__Instructions for the task__:
Answer these questions about the forum thread below, one per line:
1. Which file does Esteban actually need to convert to PDF?
2. What kind of tool does the reply call PDFCreator?
3. Where does Aspose.Words store the documents it loads?

>> START Quoted text

Just for my own education, something I don’t understand is how come tools like PDFCreator don’t seem to be affected by this “flow / fixed layout” issue you described when converting the Word doc to PDF?

The only reason I’m asking is to see if I can find a workaround. I love using ASPOSE.Words so I want to see if I could pre-process my source files somehow to accommodate to ASPOSE’s current limitations. What I actually need is to convert the EMF file to PDF, i.e., I can avoid the Word document step altogether if needed. Maybe you can suggest something along these lines?

PS. Again, I mention PDFCreator only as an example that I happen to have installed in my end-user PC. I’m in no way attempting to compare it to ASPOSE’s component.

Thanks in advance,

Esteban

Hi Esteban,
Thanks for your inquiry.
The reason why PDFCreator does not encounter any of these problems is because it is a virtual printer, which just intercepts the layout of a sent document in lines and pages (just like how a document is sent to the printer) and renders this to PDF instead. It does not store the actual data of the document (like Aspose.Words does).
Aspose.Words on the other hand loads in document formats and stores them in a dynamic format in the DOM. This allows you to fully add, modify and remove content before then saving or rendering to a different format.
In this case the issue is occuring during rendering because of some sort of issue to do with the font in the vector image. The only work around we can suggest for now is to convert it to raster first
We will inform you when the fix to this issue is avaliable through a post in this thread.

>> END Quoted text
>> START Supplied entries

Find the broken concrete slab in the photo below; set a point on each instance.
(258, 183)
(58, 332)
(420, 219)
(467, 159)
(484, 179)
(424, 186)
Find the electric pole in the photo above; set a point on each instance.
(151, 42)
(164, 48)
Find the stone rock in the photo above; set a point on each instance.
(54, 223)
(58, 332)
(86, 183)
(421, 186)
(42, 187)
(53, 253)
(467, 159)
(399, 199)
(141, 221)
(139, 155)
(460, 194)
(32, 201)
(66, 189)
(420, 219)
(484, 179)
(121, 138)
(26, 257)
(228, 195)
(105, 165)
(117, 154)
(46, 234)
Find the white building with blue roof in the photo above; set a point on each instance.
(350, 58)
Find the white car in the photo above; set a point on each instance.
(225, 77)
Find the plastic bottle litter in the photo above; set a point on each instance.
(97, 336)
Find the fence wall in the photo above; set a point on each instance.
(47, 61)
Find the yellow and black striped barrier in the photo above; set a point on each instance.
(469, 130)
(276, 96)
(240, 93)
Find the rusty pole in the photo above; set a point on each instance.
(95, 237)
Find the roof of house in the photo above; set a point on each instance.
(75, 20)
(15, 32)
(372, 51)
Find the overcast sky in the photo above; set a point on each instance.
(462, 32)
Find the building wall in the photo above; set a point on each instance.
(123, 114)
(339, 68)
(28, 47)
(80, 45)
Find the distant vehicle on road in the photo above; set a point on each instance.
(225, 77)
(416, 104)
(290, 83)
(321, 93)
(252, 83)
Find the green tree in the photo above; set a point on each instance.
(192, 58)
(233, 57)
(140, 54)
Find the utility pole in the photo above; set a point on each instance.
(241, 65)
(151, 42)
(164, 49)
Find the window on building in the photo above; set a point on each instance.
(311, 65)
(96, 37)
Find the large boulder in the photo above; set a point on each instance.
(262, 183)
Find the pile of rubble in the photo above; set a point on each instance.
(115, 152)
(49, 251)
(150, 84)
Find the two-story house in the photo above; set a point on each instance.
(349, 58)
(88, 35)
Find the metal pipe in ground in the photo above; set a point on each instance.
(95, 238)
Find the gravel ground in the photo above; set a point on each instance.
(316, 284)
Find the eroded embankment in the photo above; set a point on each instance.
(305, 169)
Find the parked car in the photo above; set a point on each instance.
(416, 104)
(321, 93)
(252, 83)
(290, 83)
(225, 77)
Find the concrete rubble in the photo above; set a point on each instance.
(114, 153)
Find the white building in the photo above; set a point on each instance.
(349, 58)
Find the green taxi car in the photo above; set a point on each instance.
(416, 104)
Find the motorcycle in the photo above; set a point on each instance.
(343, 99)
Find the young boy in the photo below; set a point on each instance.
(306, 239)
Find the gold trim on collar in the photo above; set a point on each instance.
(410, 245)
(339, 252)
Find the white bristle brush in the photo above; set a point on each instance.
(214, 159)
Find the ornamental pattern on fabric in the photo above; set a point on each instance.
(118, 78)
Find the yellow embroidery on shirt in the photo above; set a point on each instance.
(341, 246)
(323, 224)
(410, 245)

>> END Supplied entries

__Written response__:
1. The EMF file.
2. A virtual printer.
3. In a dynamic format in the DOM.